↓

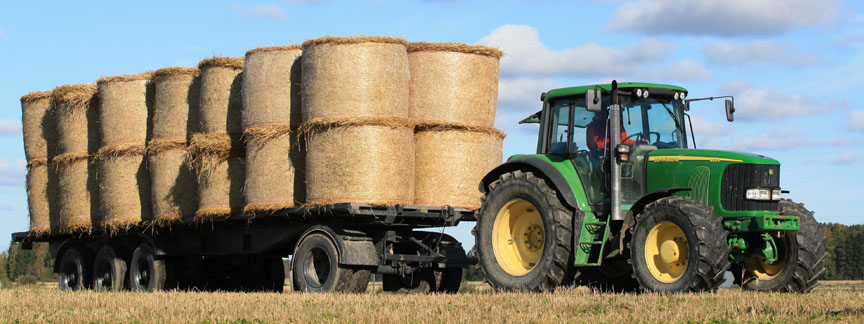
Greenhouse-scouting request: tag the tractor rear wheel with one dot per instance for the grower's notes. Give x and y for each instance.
(524, 234)
(801, 262)
(679, 245)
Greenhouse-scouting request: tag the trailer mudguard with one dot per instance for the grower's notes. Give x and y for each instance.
(540, 168)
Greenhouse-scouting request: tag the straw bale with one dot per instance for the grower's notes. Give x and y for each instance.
(271, 87)
(220, 189)
(272, 162)
(76, 108)
(454, 83)
(450, 164)
(77, 194)
(124, 109)
(39, 125)
(38, 197)
(360, 163)
(175, 105)
(124, 187)
(354, 76)
(173, 185)
(220, 108)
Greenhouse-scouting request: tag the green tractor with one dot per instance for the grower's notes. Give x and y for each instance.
(618, 199)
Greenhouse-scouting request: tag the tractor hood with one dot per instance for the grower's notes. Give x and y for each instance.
(682, 155)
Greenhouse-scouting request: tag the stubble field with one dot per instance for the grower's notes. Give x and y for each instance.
(831, 302)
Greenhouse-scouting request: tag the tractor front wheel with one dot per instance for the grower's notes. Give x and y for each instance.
(679, 245)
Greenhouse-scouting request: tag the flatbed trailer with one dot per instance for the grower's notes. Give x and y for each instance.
(331, 248)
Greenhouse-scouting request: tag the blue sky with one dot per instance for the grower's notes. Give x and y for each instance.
(794, 66)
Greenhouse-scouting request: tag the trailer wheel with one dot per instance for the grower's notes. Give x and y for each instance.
(146, 271)
(75, 269)
(109, 270)
(802, 258)
(679, 245)
(316, 267)
(524, 234)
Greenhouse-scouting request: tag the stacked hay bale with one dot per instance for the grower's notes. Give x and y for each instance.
(76, 108)
(216, 149)
(40, 136)
(454, 91)
(271, 114)
(124, 184)
(173, 185)
(356, 121)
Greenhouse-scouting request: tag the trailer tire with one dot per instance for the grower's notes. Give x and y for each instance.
(146, 271)
(75, 269)
(315, 267)
(553, 234)
(679, 227)
(804, 258)
(109, 270)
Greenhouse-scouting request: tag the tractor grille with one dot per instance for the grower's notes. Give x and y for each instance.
(737, 178)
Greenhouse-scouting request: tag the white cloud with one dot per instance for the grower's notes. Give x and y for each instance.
(757, 51)
(721, 17)
(525, 55)
(755, 104)
(12, 173)
(856, 120)
(263, 11)
(9, 127)
(848, 157)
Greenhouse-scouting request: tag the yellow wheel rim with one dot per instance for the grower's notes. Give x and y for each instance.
(763, 270)
(518, 237)
(666, 252)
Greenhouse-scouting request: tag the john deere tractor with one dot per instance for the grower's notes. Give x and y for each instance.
(618, 198)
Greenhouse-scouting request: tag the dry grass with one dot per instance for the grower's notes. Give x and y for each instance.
(572, 305)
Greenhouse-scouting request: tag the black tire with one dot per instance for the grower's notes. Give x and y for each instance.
(708, 256)
(551, 269)
(147, 272)
(315, 268)
(613, 276)
(109, 270)
(805, 257)
(75, 269)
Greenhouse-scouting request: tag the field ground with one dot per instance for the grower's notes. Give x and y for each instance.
(841, 301)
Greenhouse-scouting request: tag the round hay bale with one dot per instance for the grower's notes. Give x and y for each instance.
(220, 109)
(123, 109)
(124, 187)
(38, 196)
(271, 87)
(354, 77)
(217, 160)
(76, 107)
(454, 83)
(451, 161)
(272, 165)
(39, 125)
(77, 193)
(175, 103)
(173, 185)
(363, 160)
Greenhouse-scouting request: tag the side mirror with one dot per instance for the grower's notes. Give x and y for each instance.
(592, 100)
(730, 111)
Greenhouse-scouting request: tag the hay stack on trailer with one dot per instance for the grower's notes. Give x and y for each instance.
(454, 92)
(124, 183)
(173, 185)
(454, 83)
(359, 136)
(271, 114)
(76, 107)
(217, 150)
(40, 136)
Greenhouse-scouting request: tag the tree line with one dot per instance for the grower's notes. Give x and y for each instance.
(844, 244)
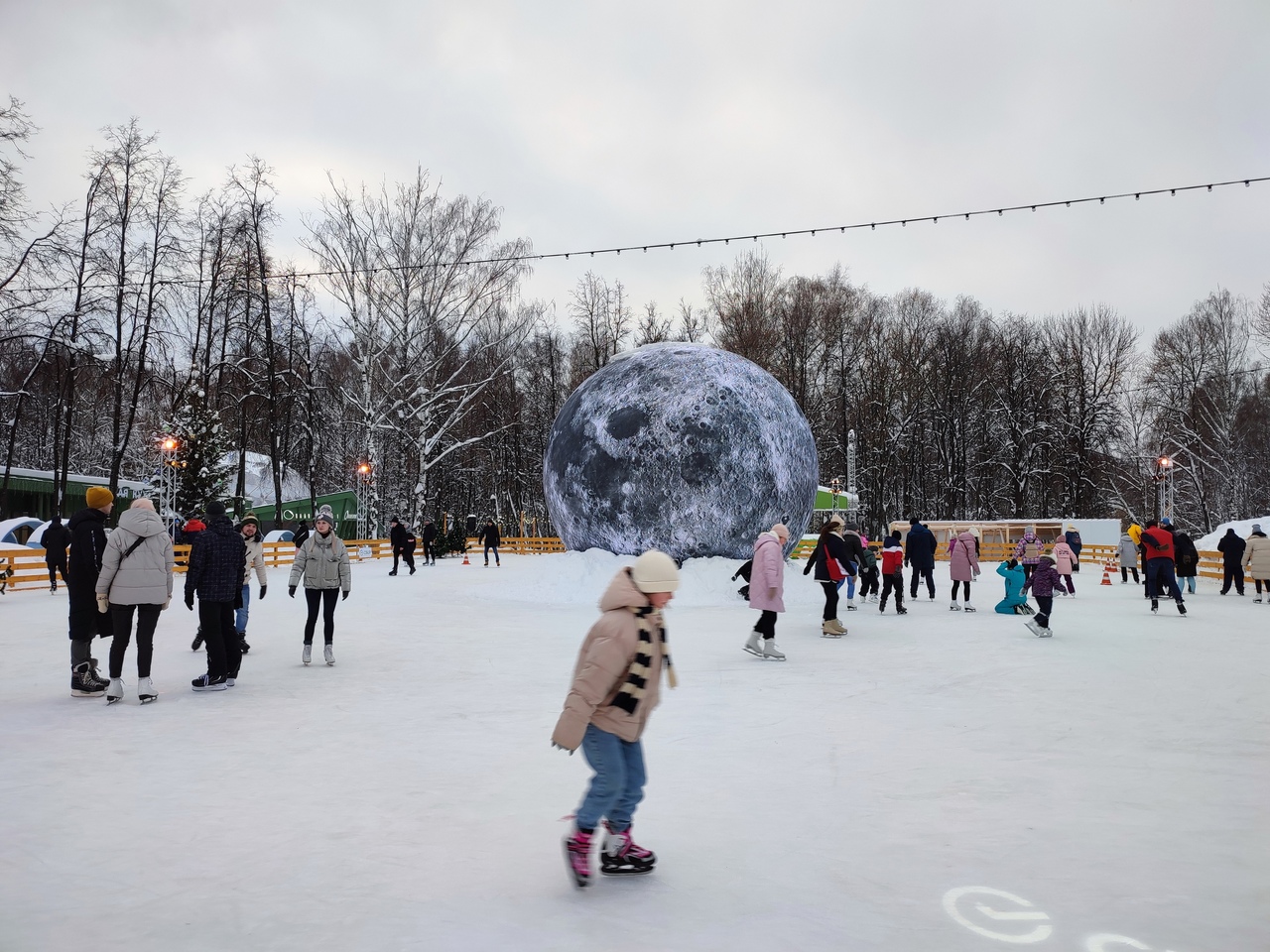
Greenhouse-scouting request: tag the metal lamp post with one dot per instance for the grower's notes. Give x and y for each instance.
(365, 483)
(168, 449)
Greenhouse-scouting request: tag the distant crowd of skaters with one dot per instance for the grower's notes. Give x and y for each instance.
(130, 575)
(842, 557)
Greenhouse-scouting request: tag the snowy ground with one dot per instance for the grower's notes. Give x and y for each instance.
(1114, 775)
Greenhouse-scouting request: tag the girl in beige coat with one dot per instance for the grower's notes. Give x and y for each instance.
(321, 561)
(615, 687)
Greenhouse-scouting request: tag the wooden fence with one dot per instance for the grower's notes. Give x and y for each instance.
(28, 571)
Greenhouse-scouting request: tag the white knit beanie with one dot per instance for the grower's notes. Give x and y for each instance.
(656, 571)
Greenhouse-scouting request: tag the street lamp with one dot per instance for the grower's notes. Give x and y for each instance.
(365, 484)
(168, 465)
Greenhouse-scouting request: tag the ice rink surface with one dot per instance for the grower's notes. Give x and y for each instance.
(939, 782)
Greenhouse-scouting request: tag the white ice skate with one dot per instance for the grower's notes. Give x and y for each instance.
(771, 652)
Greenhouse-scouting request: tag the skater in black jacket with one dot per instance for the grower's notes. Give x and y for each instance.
(430, 536)
(492, 539)
(55, 540)
(217, 565)
(1230, 546)
(87, 544)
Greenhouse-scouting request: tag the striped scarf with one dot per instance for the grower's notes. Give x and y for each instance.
(636, 678)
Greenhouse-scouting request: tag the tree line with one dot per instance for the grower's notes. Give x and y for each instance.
(144, 309)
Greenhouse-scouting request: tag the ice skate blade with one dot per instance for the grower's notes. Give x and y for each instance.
(626, 873)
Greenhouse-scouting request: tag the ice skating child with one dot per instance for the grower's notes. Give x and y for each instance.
(1128, 553)
(893, 572)
(829, 560)
(962, 565)
(1015, 602)
(321, 561)
(1065, 562)
(1028, 551)
(615, 688)
(1043, 581)
(767, 590)
(869, 587)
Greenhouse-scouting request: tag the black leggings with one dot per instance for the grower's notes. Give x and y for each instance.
(148, 617)
(830, 599)
(766, 625)
(326, 598)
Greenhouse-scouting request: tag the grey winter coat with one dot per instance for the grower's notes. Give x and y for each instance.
(322, 562)
(254, 560)
(145, 576)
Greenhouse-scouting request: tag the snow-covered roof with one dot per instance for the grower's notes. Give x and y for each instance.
(76, 477)
(259, 480)
(1242, 529)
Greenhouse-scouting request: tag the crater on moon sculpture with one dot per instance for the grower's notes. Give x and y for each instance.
(679, 447)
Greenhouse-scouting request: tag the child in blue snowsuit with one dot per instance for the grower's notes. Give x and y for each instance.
(1015, 602)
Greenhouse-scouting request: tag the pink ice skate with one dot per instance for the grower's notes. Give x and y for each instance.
(621, 856)
(576, 855)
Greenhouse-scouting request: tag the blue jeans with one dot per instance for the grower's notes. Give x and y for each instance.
(241, 613)
(619, 782)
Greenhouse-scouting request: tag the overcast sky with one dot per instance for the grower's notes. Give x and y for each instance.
(602, 123)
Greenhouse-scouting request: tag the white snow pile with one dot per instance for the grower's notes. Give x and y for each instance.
(580, 579)
(259, 480)
(1242, 529)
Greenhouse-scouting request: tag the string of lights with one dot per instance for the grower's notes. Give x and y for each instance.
(698, 243)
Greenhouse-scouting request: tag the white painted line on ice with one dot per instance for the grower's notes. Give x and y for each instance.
(1028, 914)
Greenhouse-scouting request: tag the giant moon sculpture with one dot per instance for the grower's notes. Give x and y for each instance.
(679, 447)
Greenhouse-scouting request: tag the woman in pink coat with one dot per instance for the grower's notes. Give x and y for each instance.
(1065, 557)
(964, 565)
(767, 590)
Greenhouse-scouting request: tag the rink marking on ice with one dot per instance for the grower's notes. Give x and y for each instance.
(1028, 914)
(1098, 942)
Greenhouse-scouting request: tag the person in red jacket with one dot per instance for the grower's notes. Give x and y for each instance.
(1157, 542)
(893, 572)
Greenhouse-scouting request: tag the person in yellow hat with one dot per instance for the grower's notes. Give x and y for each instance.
(87, 544)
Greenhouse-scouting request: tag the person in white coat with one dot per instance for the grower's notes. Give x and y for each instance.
(135, 578)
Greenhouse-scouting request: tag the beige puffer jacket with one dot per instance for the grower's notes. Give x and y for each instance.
(603, 661)
(254, 560)
(322, 562)
(145, 576)
(1256, 557)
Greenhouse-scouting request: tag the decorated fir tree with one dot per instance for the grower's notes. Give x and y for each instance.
(202, 456)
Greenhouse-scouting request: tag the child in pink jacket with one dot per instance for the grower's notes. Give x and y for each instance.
(767, 590)
(615, 688)
(1065, 557)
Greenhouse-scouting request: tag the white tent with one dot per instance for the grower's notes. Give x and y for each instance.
(9, 530)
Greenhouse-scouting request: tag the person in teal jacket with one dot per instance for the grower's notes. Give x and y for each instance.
(1015, 602)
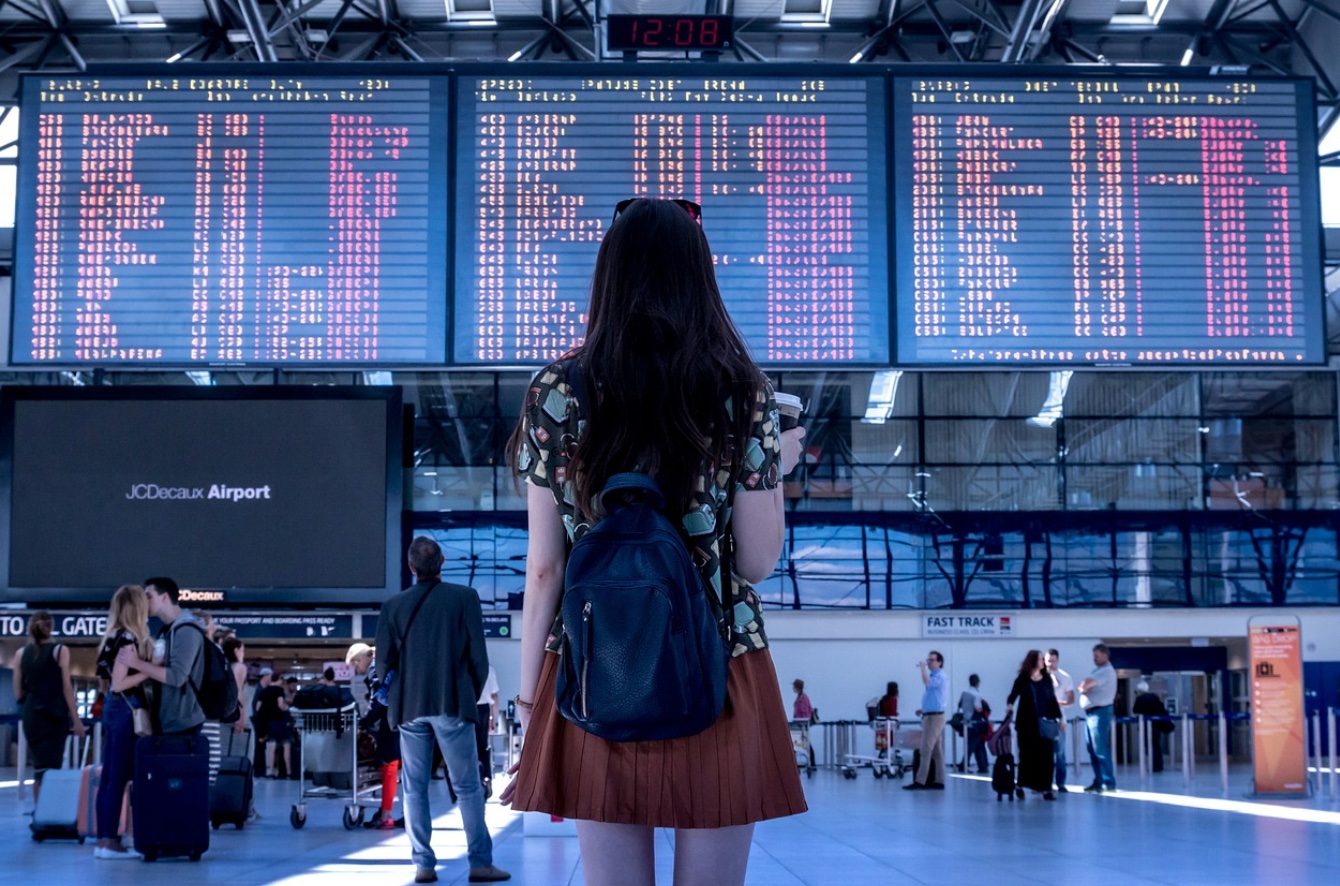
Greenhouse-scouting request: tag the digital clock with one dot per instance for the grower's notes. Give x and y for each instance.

↑

WORK INSTRUCTION:
What you need to copy is the run of lines from the one holding "Greenhouse-scouting request: tag the person in teal" through the end of the data, exactly and only, both ends included, pictures omitted.

OUTPUT OF THE EXERCISE:
Greenhouse-scouting request: tag the person in teal jacket with one dot per instance for the grower's notes. Give x and y for each instance.
(1015, 602)
Greenhouse-scouting request: tag the digital clock with one dot per instance for the grower's notes. Give x and y for each instance.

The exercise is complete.